What is being asked —
Write down every entry below once more, exactly.

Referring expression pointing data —
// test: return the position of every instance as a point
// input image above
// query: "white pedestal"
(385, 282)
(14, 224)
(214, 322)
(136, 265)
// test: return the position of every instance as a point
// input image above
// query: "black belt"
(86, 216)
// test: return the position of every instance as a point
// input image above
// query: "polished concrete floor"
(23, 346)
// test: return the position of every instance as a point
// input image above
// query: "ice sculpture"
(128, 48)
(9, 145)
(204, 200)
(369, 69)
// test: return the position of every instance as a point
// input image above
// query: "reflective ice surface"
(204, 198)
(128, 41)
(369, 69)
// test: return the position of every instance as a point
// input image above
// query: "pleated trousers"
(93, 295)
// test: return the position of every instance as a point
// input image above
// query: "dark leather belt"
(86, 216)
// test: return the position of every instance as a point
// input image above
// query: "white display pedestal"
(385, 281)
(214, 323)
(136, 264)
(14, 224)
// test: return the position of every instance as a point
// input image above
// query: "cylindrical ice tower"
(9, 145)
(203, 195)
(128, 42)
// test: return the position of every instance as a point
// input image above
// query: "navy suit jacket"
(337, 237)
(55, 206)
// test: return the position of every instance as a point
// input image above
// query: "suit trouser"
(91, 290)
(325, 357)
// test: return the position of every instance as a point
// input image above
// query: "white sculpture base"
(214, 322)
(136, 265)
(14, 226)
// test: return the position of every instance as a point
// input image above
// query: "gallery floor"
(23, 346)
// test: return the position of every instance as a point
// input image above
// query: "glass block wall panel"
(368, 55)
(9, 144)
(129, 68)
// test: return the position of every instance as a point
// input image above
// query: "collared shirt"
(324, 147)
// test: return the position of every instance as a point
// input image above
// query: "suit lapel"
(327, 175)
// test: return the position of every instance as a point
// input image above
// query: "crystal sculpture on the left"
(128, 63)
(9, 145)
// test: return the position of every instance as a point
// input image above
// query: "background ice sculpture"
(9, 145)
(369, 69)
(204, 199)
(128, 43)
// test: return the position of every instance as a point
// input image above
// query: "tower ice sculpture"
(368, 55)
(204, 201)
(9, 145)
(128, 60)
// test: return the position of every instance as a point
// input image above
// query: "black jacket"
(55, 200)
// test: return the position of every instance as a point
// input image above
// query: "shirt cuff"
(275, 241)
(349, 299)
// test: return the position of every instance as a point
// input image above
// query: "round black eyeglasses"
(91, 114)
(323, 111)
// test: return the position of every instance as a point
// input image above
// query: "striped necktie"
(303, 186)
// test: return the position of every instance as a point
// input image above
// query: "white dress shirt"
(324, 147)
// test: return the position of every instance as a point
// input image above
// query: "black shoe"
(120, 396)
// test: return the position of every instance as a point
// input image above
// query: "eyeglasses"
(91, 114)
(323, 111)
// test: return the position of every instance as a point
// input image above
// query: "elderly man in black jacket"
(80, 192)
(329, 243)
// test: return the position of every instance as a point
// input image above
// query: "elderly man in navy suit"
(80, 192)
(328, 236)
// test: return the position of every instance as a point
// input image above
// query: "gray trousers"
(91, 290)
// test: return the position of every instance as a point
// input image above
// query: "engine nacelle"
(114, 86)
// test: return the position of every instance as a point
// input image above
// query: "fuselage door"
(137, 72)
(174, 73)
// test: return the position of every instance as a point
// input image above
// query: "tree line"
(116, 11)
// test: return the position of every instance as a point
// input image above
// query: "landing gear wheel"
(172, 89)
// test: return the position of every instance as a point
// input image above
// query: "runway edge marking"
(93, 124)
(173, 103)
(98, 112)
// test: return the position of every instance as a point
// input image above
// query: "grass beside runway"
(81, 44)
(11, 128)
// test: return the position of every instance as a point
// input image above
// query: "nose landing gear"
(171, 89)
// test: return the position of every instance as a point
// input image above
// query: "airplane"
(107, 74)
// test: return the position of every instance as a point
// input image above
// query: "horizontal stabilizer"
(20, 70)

Result for this exercise —
// test: return the position of every instance as a point
// input image above
// query: "white pedestal"
(385, 282)
(14, 224)
(214, 322)
(136, 265)
// test: return the position of every instance as a point
// input image above
// query: "black belt"
(86, 216)
// test: return the position of every instance as a point
// input image above
// query: "polished concrete floor"
(23, 346)
// test: return the position of every instance as a point
// input image above
// query: "ice sculpture"
(128, 48)
(9, 145)
(204, 200)
(369, 69)
// test: return the position of every instance as a point
// input image above
// query: "reflective ice surface"
(204, 198)
(128, 41)
(369, 69)
// test: return the position of every instance as a point
// input image above
// query: "pleated trousers"
(93, 295)
// test: return the position of every instance as a point
// input image above
// query: "dark leather belt"
(86, 216)
// test: return the position of every instance as a point
// input image above
// query: "white display pedestal"
(385, 281)
(214, 323)
(136, 264)
(14, 224)
// test: return the position of every instance as a point
// input image above
// query: "cylindrical ice tower"
(9, 145)
(203, 195)
(128, 42)
// test: return the position of every instance as a point
// input image above
// query: "navy suit jacket"
(337, 237)
(55, 206)
// test: return the position of every instance as a point
// input image above
// query: "suit trouser"
(91, 290)
(325, 357)
// test: return the position of every instance as a point
// input image above
// query: "white sculpture base"
(214, 322)
(136, 265)
(14, 226)
// test: return the position of every instance as a point
// input image above
// query: "gallery floor"
(23, 346)
// test: return the position of every instance as a point
// input image above
// query: "glass block wall panel"
(368, 55)
(9, 144)
(129, 68)
// test: return the position of every instance as a point
// input image above
// query: "collared shirt"
(324, 147)
// test: return the position of every instance as a point
// input image above
// query: "suit lapel"
(327, 175)
// test: return the position of every instance as a point
// input image above
// query: "crystal sculpture on the left"
(128, 63)
(9, 145)
// test: return the position of every instance as a point
// input image above
// query: "background ice sculpture"
(9, 145)
(369, 69)
(204, 199)
(128, 43)
// test: return the position of every instance as a point
// input image above
// query: "tower ice sculpture"
(368, 55)
(204, 201)
(9, 145)
(128, 60)
// test: return the position of every instance as a point
// input image above
// query: "black jacket"
(55, 200)
// test: return the position of every instance as a point
// input image above
// query: "shirt cuff"
(275, 241)
(349, 299)
// test: return the position of every instance as a point
// input image above
// query: "round black eyeglasses"
(91, 114)
(323, 111)
// test: return the position of every instance as a point
// input image above
// query: "striped necktie"
(303, 186)
// test: return the position of every instance as a point
// input image above
// query: "white dress shirt"
(324, 147)
// test: return the position of every instance as a point
// input image above
// query: "black shoe"
(120, 396)
// test: return the position of every instance as a point
// input image above
// query: "eyeglasses"
(91, 114)
(323, 111)
// test: return the position of every instance as a point
// input image above
// query: "elderly man in black jacket"
(80, 192)
(329, 243)
// test: return the position of every instance as a point
// input image above
// query: "elderly man in navy suit"
(80, 192)
(328, 236)
// test: return the position of every instance as a point
// input image above
// query: "gray trousers"
(91, 290)
// test: return the position of every instance as a point
// input image above
// query: "engine nacelle"
(114, 86)
// test: return the position of every instance as a point
// input image above
// query: "fuselage door"
(137, 72)
(174, 73)
// test: return the position of every instance as a point
// input image above
// query: "tree line"
(116, 11)
// test: return the position of every instance as a point
// input image above
// query: "landing gear wheel"
(172, 89)
// test: return the position of every instance as a point
// input image above
// query: "runway edge marking"
(93, 124)
(173, 103)
(98, 112)
// test: return the position of every instance as a point
// input image above
// query: "grass beside runway"
(81, 44)
(11, 128)
// test: return the position of every instance as a point
// input image above
// query: "nose landing gear"
(171, 89)
// test: return the position of every instance as a point
// input image above
// query: "airplane"
(107, 74)
// test: return the position of every instance as a point
// input image above
// query: "horizontal stabilizer"
(20, 70)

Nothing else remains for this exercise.